* Problem description *
Reproduce the entries below word for word, starting with the line that contains "Labeling fields. Category: shed." and continuing through the final line of the entries. Include nothing outside that span.

* Supplied records *
(begin)
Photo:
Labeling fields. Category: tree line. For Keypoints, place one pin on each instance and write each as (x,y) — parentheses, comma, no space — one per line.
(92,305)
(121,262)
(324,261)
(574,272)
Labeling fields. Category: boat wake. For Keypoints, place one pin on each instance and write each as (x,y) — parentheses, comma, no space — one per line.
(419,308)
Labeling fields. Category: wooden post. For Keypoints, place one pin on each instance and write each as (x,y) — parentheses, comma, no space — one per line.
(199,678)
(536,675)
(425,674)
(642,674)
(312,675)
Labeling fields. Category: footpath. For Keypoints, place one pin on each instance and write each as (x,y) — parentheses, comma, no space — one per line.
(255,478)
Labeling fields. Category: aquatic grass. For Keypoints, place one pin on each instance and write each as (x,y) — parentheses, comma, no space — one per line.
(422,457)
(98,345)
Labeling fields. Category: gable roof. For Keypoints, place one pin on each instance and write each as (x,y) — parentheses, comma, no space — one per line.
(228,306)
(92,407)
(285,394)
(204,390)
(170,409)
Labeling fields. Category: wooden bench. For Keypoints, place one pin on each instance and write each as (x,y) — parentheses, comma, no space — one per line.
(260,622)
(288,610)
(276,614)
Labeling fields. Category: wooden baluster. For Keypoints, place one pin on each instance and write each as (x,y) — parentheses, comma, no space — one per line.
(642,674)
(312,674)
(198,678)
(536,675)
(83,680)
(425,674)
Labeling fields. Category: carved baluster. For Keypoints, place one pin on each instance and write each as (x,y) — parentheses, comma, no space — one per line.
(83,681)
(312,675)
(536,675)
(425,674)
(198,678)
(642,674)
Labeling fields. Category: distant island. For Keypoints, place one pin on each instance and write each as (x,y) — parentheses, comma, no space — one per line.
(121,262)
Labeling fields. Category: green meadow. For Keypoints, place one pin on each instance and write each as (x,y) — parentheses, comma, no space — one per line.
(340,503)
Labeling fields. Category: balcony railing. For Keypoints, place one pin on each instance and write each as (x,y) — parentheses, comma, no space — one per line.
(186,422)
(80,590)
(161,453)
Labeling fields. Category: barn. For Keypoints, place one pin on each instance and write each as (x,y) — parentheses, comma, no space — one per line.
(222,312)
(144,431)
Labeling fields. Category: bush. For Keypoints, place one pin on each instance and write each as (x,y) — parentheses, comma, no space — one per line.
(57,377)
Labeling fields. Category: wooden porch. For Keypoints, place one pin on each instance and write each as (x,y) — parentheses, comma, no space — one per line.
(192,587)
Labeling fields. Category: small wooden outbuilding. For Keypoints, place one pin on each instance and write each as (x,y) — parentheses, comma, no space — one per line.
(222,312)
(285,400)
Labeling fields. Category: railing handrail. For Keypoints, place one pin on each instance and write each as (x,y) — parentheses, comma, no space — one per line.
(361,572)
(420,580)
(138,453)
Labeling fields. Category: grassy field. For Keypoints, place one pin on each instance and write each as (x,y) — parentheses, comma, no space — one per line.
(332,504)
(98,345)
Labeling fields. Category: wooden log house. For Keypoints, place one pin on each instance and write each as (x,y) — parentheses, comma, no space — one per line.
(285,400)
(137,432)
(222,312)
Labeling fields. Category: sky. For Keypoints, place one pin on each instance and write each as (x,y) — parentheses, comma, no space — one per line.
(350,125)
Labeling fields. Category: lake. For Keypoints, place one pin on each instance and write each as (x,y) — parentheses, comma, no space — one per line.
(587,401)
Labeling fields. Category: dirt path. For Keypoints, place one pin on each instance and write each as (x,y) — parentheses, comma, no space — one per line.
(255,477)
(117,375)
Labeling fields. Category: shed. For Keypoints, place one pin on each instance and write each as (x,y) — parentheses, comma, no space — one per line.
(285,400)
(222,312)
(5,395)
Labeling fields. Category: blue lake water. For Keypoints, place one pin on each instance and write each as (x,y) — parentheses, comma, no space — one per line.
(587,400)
(end)
* Solution to this problem *
Labeling fields. Category: shed. For Keypoints, place one pin on each instance and write each as (x,y) — parentheses, comma, no space — one per line.
(285,400)
(222,312)
(5,395)
Labeling fields. Category: blue lake water. For Keypoints, place one pin on each instance and write each as (x,y) — parentheses, comma, no space — one per line.
(587,400)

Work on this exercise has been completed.